■ **Records for the exercise**
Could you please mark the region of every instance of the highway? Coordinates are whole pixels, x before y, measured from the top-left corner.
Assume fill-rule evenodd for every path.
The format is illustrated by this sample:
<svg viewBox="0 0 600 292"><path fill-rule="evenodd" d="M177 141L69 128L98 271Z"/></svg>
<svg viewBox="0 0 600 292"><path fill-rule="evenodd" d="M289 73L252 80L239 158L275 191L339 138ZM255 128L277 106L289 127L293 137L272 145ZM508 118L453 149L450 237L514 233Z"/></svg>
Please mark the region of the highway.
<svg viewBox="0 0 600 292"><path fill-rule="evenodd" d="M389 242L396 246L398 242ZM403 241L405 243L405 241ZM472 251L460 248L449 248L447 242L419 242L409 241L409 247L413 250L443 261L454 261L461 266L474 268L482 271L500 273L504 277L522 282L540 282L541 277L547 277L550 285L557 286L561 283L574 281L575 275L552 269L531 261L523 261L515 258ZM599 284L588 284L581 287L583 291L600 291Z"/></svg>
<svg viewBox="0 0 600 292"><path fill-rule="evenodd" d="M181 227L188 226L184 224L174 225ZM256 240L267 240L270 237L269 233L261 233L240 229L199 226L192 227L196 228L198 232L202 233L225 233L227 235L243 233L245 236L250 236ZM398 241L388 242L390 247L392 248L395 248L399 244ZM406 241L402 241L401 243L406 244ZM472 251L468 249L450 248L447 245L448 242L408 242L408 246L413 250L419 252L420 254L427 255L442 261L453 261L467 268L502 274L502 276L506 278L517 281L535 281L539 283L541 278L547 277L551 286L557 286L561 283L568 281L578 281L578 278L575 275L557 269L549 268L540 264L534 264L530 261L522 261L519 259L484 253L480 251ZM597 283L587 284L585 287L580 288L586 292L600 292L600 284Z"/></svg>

■ **Activity**
Go through the records line by line, and copy each line that holds the string "every".

■ **Response**
Could you please mark the region of every instance of the highway? Coordinates are whole pixels, x before y, measured from the top-left corner.
Assume fill-rule evenodd for every path.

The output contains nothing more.